# Items start
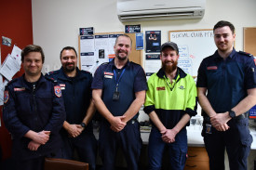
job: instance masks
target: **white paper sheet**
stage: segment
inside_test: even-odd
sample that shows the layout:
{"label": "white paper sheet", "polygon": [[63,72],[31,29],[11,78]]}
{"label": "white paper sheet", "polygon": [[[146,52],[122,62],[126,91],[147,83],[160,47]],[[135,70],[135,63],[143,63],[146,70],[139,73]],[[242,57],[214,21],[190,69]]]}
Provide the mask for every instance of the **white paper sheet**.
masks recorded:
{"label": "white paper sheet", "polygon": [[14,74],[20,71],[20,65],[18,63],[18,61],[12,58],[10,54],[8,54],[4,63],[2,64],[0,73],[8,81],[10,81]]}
# Items end
# Items start
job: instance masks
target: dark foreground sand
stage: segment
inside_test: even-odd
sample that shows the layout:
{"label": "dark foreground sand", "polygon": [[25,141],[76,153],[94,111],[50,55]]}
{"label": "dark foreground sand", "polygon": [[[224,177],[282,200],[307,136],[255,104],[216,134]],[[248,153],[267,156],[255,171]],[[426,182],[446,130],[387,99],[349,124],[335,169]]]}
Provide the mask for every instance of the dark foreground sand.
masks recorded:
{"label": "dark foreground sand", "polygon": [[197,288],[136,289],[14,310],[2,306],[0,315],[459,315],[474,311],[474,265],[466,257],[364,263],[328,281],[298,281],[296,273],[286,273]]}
# Items end
# Items start
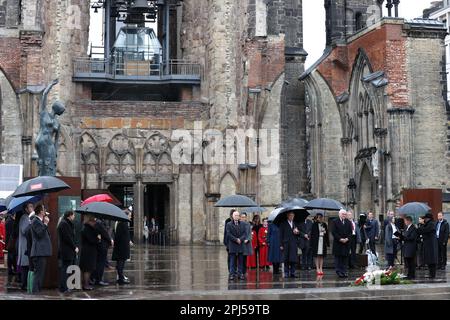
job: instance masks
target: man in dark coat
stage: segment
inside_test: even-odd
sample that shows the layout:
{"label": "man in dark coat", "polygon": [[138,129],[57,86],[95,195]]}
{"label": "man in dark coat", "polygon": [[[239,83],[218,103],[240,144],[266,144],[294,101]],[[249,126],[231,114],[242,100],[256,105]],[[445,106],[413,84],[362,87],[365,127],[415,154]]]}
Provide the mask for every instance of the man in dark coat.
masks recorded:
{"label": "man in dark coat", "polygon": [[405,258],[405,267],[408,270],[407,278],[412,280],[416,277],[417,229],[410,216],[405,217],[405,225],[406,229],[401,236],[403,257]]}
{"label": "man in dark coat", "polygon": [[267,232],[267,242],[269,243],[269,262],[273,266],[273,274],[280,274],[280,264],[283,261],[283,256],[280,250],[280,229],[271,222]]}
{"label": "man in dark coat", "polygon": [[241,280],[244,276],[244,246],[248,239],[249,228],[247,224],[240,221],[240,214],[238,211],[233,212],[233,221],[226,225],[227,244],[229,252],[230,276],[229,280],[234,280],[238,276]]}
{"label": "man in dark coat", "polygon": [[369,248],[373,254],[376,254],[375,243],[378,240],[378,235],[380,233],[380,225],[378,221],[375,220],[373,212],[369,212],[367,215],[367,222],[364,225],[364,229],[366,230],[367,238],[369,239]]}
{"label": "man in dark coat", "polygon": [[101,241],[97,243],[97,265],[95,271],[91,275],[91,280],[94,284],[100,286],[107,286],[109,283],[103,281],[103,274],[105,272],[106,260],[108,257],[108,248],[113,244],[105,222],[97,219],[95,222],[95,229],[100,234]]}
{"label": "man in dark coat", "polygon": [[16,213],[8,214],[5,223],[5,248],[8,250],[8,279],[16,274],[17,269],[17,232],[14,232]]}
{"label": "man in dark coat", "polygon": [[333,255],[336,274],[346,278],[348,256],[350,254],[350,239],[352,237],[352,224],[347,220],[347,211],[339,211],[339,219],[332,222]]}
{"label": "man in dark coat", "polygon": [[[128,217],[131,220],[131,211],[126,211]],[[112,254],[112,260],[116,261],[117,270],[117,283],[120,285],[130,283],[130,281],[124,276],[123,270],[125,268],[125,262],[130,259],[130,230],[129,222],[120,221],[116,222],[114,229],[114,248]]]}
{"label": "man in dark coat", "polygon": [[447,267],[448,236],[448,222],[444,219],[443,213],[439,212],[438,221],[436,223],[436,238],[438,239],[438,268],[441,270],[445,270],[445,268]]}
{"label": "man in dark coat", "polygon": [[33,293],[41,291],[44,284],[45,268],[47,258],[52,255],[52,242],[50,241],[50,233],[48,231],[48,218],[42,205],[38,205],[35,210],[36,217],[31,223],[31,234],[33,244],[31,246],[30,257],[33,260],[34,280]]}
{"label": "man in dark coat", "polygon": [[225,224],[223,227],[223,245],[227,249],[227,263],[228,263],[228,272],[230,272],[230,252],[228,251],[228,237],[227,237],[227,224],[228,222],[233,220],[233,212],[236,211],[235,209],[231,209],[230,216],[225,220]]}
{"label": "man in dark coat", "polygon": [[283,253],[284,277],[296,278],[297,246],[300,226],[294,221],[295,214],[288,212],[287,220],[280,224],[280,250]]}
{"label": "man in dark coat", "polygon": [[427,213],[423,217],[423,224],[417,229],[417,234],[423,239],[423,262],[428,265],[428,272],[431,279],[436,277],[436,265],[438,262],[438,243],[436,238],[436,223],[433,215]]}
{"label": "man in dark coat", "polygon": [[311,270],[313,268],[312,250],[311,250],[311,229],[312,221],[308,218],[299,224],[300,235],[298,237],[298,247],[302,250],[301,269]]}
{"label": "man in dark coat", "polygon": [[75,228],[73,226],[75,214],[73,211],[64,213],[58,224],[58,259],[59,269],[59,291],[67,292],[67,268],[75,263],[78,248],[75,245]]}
# Items end
Challenge:
Pick out every line in the items above that contains the word "foreground", and copy each of those lines in full.

Result of this exercise:
target: dark foreground sand
{"label": "dark foreground sand", "polygon": [[25,141],[76,153],[94,111],[50,55]]}
{"label": "dark foreground sand", "polygon": [[[224,177],[282,200],[307,136],[255,104],[216,134]],[[248,153],[267,156],[255,171]],[[426,182],[446,130],[387,99],[349,124],[335,169]]]}
Provide the mask for every instance of the dark foreground sand.
{"label": "dark foreground sand", "polygon": [[197,288],[136,289],[14,310],[2,306],[0,315],[459,315],[474,311],[474,265],[466,257],[364,263],[328,281],[298,281],[296,273],[286,273]]}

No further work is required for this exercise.